*ACTION ITEM*.
Where "dark" occurs in a line of the entries below, copy that line.

*RECORDS FOR THE TASK*.
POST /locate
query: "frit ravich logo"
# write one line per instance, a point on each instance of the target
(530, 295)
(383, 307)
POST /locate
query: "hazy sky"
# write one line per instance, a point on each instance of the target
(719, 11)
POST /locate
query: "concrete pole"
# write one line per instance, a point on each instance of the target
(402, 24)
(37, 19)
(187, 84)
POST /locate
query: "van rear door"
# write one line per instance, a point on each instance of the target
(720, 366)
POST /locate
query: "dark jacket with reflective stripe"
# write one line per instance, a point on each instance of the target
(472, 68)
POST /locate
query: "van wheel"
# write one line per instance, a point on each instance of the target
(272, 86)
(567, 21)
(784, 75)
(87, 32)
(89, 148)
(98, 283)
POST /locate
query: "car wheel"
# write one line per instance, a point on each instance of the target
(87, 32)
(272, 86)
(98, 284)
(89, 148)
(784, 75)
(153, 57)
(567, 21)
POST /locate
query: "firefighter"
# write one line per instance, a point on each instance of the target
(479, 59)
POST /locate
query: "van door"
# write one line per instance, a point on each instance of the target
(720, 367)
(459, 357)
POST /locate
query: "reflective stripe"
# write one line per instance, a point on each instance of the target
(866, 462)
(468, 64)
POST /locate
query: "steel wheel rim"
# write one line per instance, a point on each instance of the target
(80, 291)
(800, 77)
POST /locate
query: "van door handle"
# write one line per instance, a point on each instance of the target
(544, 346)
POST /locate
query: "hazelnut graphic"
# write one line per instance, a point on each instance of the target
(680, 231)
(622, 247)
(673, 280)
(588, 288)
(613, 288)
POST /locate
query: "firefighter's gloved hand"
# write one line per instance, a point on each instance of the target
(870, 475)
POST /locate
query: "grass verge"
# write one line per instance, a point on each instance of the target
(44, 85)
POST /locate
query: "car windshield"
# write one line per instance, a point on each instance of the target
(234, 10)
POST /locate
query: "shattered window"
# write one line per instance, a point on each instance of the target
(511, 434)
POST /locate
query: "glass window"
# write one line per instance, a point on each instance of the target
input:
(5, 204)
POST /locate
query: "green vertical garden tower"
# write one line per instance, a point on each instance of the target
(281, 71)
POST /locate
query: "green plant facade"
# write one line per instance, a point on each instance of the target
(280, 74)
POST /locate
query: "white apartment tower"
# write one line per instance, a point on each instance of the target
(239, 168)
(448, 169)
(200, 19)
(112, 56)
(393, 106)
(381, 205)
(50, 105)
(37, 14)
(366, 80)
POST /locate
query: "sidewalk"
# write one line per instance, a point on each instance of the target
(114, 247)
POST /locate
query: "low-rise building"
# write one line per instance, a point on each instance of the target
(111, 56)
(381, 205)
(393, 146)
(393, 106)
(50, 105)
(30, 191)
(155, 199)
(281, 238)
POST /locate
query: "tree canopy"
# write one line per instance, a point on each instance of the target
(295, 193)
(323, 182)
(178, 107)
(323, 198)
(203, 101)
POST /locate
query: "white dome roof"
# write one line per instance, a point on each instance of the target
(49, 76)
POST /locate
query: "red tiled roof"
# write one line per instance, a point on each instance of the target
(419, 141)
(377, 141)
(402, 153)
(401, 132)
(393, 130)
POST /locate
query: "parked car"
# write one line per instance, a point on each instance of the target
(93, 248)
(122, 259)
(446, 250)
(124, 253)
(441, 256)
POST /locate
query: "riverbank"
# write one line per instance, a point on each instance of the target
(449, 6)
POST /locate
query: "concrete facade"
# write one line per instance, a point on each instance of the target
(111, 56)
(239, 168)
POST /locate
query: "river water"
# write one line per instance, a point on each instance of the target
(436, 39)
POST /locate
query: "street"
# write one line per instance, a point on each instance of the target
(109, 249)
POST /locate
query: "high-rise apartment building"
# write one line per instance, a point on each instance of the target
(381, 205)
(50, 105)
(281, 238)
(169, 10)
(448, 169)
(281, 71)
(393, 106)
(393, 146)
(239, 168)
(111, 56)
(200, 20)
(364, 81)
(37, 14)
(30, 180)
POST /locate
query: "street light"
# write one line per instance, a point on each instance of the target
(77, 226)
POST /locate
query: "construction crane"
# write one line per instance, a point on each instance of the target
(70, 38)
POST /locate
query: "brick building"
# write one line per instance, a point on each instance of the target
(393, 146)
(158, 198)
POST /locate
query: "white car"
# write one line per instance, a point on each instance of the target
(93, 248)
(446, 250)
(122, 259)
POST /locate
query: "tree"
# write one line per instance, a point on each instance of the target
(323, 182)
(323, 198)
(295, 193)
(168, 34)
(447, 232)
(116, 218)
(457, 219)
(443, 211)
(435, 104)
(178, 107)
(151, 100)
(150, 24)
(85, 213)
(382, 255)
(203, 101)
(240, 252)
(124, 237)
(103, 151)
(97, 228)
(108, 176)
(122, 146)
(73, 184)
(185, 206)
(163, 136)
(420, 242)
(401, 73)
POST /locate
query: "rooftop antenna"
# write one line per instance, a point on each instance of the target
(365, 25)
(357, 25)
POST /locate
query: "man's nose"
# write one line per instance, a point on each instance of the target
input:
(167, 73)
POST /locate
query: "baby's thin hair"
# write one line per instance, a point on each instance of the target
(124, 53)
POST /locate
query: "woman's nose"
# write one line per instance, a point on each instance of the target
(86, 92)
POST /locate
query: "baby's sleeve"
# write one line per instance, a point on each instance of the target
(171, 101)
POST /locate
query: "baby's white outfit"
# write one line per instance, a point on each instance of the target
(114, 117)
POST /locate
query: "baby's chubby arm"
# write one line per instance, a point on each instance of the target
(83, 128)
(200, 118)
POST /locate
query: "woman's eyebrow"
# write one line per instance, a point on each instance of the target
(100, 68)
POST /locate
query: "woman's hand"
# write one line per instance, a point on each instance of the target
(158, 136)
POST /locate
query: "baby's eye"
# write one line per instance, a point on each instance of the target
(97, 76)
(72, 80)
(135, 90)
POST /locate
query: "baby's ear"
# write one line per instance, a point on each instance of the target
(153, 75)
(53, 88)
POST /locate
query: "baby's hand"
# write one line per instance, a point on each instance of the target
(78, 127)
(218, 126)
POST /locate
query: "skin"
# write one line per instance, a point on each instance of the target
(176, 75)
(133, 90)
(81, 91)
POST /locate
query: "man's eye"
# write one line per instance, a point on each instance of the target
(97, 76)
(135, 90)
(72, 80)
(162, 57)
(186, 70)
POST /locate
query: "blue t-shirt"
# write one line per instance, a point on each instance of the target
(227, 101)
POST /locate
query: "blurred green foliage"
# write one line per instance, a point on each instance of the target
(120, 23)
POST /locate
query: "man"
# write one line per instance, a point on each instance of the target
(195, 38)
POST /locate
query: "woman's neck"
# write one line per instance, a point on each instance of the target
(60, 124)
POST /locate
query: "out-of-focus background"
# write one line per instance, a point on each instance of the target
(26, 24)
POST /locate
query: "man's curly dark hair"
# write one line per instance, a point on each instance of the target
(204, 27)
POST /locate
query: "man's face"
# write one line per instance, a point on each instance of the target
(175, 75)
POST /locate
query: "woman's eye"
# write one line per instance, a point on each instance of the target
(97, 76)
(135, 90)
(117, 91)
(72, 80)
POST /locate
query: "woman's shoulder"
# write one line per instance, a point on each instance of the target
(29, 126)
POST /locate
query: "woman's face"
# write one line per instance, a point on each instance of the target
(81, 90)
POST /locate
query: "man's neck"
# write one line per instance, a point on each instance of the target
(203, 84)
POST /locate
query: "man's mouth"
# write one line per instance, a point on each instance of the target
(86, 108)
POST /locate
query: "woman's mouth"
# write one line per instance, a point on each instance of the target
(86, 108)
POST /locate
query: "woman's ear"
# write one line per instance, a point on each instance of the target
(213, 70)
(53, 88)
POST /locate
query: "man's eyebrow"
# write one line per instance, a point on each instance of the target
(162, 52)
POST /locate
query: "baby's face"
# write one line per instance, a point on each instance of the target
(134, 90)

*COMPLETED TASK*.
query: "dark jacket with reflective stripe"
query: "man's curly dark hair"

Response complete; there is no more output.